**PASSAGE PROVIDED:**
=== Section Start ===

In our everyday lives, we have to manage risks constantly. Going down the stairs there is a possibility to slip and fall, riding a car may get you into an accident, the groceries you buy may be out of date and give you food poisoning.
And yet, despite all the risks, you do take the stairs, get into a car and eat. Why on Earth?
The reason is that all these risks are calculated and there are controls in place to minimize them. You have had a lot of exercise walking up and down the stairs, a car is stuffed with breaks, airbags and other safety features, and the grocery store is expected to monitor the best-before deadlines (and so are you).
Of course, staying far away from the cars is the only 100% sure way of not getting into a car accident, but when doing so, you would also lose the benefit of fast transportation.
Thus every time you encounter a risk situation, you perform a little cost-benefit analysis. What can I gain by taking the risk, and what is the expected price of it?
This decision is not always a conscious one. You may rely on experience that you have gained long ago, or on rules and traditions that someone else has set for the society. But one way or another, this cost-benefit reasoning is always below there somewhere.
In many cases the risk decision is really clear-cut. You have to eat to survive, and even when you get a food poisoning, this happens really seldom and medical assistance is sufficiently near and well-equipped, so you will survive with very high probability.
But what do you do when the decision not so straightforward? This situation is more likely to occur when there is little personal or societal experience, or when the domain is changing so rapidly that yesterday's best practices are not of much help today. The prime example of such a domain is if course information technology -- computers, networks, smart homes, intelligent robots, etc.
For instance, should I install an antivirus program on my computer? The cost is clear -- the license will have some price tag attached, and typically I even have to pay it every year. But what do I gain in return? Maybe some assurance that my files will be safe from damage or being silently stolen. But hey, I don't have much critical data on my home gaming PC anyway, right? Or maybe I can be more certain that there will be no botnet agent installed as part of malware. But then again -- the bots are used to attack someone else, not me, so why should I care?
Rightness or wrongness of this reasoning aside, we can see that the question whether or how much one should invest into the protection of the IT infrastructure is not an easy one to answer. This is already true for your home network, let alone large, industrial infrastructures.
As we say already earlier, one big problem of the corresponding cost-benefit analysis is that the benefits are often, if not always, very hard to estimate. The ultimate goal of defense investments is to make sure that no bad things happen. But how can we estimate something that does not happen in the first place?

=== Section End ===

**DATA SECTION:**
=== Section Start ===

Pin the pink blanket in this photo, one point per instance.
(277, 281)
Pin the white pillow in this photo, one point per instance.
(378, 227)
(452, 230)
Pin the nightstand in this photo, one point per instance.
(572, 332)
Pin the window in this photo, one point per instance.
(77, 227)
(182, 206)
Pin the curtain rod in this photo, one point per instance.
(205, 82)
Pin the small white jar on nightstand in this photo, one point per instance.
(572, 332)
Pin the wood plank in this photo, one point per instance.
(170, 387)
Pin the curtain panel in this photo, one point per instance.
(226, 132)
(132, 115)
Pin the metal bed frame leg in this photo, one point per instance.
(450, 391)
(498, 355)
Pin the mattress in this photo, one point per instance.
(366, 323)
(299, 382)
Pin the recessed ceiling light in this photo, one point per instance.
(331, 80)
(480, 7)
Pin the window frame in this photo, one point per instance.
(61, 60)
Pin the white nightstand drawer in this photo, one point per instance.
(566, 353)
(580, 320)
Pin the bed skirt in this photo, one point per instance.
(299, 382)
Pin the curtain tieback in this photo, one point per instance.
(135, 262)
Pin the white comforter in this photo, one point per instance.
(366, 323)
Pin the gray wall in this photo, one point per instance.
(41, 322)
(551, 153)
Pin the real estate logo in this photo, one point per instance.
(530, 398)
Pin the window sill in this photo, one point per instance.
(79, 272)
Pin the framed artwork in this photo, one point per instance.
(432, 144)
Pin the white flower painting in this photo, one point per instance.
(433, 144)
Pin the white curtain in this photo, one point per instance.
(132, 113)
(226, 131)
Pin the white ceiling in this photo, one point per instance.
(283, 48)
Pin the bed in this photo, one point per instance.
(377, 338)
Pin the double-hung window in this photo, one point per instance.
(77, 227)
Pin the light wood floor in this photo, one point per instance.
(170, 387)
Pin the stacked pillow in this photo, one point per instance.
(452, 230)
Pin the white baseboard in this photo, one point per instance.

=== Section End ===
=== Section Start ===

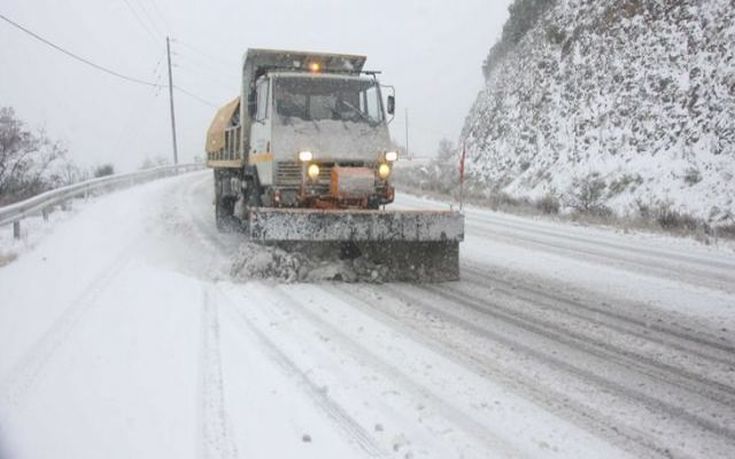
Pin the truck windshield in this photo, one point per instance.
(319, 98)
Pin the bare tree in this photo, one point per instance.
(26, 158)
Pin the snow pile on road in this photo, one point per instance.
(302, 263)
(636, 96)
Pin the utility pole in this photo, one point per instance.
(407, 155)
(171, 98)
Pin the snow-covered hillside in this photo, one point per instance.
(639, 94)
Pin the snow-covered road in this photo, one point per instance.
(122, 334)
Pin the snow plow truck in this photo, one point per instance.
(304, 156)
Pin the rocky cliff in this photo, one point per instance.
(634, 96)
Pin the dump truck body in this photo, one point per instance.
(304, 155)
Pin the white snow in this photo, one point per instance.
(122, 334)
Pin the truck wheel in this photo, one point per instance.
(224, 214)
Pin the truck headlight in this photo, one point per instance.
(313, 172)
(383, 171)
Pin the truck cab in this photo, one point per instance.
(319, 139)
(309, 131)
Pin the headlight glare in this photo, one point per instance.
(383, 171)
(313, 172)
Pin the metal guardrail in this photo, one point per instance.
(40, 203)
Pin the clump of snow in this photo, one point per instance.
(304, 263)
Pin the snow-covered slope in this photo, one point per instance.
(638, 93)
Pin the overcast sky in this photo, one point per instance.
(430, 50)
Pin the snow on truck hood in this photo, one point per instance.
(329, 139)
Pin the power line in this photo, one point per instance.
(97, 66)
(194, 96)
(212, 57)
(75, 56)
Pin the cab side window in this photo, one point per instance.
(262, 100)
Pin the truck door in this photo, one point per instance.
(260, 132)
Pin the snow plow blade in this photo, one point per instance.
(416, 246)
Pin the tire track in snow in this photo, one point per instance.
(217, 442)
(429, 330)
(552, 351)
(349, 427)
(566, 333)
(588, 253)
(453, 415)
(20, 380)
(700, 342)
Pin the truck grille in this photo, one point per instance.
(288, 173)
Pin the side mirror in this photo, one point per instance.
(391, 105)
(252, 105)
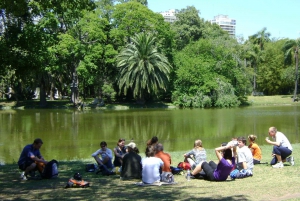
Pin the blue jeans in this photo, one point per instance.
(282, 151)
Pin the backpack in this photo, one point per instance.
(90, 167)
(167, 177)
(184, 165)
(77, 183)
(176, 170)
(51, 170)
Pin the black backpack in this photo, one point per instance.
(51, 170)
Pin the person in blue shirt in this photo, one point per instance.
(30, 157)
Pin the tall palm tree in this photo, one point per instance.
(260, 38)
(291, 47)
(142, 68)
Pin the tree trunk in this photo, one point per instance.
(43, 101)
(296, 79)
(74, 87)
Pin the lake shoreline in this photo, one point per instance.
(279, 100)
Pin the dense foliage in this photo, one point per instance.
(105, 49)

=== Section End ===
=== Section Start ===

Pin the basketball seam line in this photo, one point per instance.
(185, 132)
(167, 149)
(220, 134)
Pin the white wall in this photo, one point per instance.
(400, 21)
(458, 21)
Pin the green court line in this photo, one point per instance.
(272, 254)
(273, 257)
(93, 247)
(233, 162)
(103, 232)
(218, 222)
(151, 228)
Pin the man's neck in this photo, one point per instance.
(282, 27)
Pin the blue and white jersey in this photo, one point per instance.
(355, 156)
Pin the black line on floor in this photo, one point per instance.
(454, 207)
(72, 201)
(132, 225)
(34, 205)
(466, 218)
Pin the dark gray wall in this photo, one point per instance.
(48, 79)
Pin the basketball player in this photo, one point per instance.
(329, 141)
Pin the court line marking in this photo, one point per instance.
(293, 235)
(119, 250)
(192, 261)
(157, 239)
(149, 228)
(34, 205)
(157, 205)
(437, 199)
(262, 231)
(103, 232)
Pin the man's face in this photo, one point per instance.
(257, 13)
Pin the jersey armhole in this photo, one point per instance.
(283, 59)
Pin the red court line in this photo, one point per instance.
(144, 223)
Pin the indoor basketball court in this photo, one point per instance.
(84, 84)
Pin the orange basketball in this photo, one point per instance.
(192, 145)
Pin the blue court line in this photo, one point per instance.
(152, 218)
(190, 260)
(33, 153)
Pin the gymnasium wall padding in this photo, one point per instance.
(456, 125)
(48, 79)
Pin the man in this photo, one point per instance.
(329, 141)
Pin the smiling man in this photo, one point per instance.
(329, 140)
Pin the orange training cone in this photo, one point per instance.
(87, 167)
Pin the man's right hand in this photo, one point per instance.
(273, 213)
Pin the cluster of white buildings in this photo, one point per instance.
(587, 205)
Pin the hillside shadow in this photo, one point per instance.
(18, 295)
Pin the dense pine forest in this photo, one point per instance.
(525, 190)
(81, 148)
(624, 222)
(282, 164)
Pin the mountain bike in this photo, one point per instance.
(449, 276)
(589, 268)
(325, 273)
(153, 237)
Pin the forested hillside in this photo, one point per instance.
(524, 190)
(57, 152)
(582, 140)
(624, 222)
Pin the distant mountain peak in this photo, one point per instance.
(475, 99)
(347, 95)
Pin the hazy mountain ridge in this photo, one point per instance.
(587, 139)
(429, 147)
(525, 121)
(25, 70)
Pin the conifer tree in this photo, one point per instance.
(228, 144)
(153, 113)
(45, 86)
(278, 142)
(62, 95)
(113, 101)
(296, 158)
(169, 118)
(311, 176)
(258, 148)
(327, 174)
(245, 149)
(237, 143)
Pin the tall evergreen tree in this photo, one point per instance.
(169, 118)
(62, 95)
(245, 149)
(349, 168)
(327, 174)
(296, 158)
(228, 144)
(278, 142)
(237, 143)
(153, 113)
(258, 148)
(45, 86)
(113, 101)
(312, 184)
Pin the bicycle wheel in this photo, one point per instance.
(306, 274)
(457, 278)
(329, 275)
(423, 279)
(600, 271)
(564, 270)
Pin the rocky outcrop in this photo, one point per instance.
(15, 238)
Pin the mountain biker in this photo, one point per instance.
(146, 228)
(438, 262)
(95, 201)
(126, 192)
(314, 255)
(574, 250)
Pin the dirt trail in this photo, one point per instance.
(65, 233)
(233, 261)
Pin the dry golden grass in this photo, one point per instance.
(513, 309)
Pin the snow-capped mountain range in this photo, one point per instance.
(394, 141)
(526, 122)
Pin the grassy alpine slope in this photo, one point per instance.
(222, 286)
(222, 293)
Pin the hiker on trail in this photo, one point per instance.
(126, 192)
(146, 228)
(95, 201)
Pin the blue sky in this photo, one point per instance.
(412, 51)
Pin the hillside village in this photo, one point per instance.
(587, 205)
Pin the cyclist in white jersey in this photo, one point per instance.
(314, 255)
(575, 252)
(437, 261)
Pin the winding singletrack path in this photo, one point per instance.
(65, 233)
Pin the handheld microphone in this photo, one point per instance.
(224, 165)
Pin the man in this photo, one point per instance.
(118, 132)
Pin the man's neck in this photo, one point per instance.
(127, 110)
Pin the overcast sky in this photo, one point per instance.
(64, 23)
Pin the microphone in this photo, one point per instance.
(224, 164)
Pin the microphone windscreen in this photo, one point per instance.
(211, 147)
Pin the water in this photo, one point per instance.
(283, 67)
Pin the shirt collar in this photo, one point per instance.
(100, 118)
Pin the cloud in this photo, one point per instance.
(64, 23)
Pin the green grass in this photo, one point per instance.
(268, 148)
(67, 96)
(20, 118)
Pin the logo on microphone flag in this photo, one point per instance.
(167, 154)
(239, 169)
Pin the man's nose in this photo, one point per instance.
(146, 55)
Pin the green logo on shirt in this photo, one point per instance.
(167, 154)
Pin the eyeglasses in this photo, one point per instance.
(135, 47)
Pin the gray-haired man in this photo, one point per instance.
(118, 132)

=== Section End ===

**TO DO:**
Continue the passage on everyday risk and cost-benefit reasoning in IT security from the point where it stops.

**EXERCISE RESULT:**
Short answer is -- you can't. In the worst case the best you can do is to use your intuition, and this is what makes IT risk assessment to look a lot like art. You try to create something that corresponds to your intuitive definition of order or beauty, and hope that the result will be good enough in practice.
But as always, there is a longer answer, too, and that one is a bit more complicated. For one thing, complex infrastructures are composed of smaller components, and there may be something known about them.
For example, a company may keep its valuable digital assets like product source code on a server that is kept in a physically secured rack space. To get unauthorized access, the attacker would need to fool the guard and get through the door, and later make a successful exit holding a rack server in his hands. We may roughly estimate the success probability of each one of these actions, and conclude that the probability that ALL of them succeed, is acceptably low. If not, we can invest additional resources into guard training, better doors, or video surveillance.
Assuming that risk assessment of the individual system components is a somewhat more manageable task, the question of deriving the risk level of the whole infrastructure becomes more scientific. Soundness of such a derivation can be studied, reasoned about, tested, confirmed and overturned -- everything that we expect a scientific method to achieve.
Of course, having a sound method of deriving the system risk level based on its components does not yet solve all the problems. Some of the components may be hard to assess themselves (in which case we may try to split them further). All the low-level estimates contain some margin of error that may lead to a large imprecisions when amplified to the system level. And last but not least -- our underlying system model itself may be incorrect, giving rise to results that make no sense in practice.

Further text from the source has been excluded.